● Actions to take:
1. In the review of the Joseph musical, who directed the new production?
2. Name every real person mentioned in the review of the Joseph musical, leaving out the title character.
3. From the review of the Joseph musical, return the passage that begins at the words "Tim Rice and" and stops after "the entire performance.".

● Document extract:
Tim Rice and Andrew Lloyd Webber‘s musical, Joseph and the Amazing Technicolor Dreamcoat is celebrating 50 years, by returning to the London Palladium, with a brand new production of the show this Summer.
Having seen countless productions of Joseph over the years, I was intrigued to see what had been done to bring this show up to date and whether it worked or whether they should have taken the age old advice of ‘don’t mess with a classic’. It happens rarely in theatre but every now and then, within the first five minutes of a show, you can find yourself questioning whether the box office will be open at the interval so you can buy a ticket to the next performance. That is a sign of a good show and I was consistently screaming FIVE STARS in my head throughout the entire performance.
Sheridan Smith is at her best in this production, seemingly living her best life and beaming radiantly throughout. It really is the Sheridan Smith Show (and I am totally ok with that). She has been allowed to make it her own, playing many different parts, breaking the forth wall and even doing the famous robot dance with the kids. Director Laurence Connor said: “The narrator is usually sort of a school teacher talking to her children but I wanted someone who could expand their imagination and take them on a journey where they take the narrative and control it” and Sheridan Smith does exactly that.

● Material:
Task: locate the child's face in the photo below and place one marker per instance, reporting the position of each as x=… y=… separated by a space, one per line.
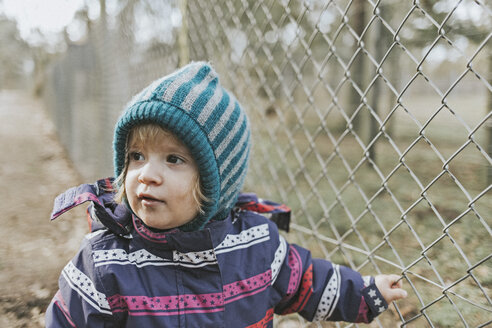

● Responses to the exercise:
1. Laurence Connor

2. Tim Rice, Andrew Lloyd Webber, Sheridan Smith, Laurence Connor

3.
Tim Rice and Andrew Lloyd Webber‘s musical, Joseph and the Amazing Technicolor Dreamcoat is celebrating 50 years, by returning to the London Palladium, with a brand new production of the show this Summer.
Having seen countless productions of Joseph over the years, I was intrigued to see what had been done to bring this show up to date and whether it worked or whether they should have taken the age old advice of ‘don’t mess with a classic’. It happens rarely in theatre but every now and then, within the first five minutes of a show, you can find yourself questioning whether the box office will be open at the interval so you can buy a ticket to the next performance. That is a sign of a good show and I was consistently screaming FIVE STARS in my head throughout the entire performance.